### Data
-- Opening Marker --
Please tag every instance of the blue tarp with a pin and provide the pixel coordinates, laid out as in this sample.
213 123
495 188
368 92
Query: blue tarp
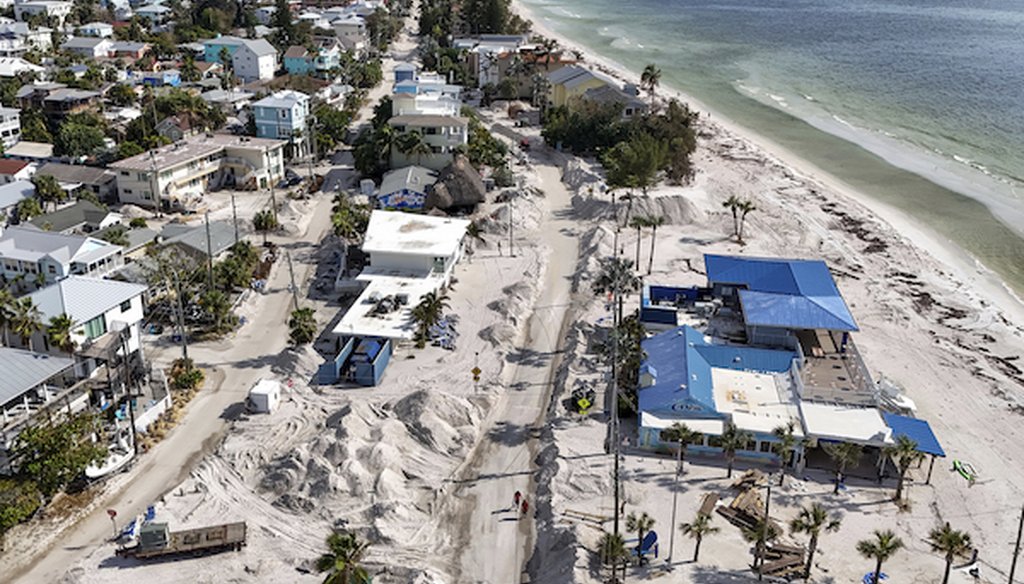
-- Closing Marker --
### Task objective
Repeat every entry above exactly; images stay out of the copy.

### Your solution
Please tag every instance of the blue tarp with a pin and provide the pixel coordinates, laid out as in this sample.
213 123
495 188
368 92
Query: blue tarp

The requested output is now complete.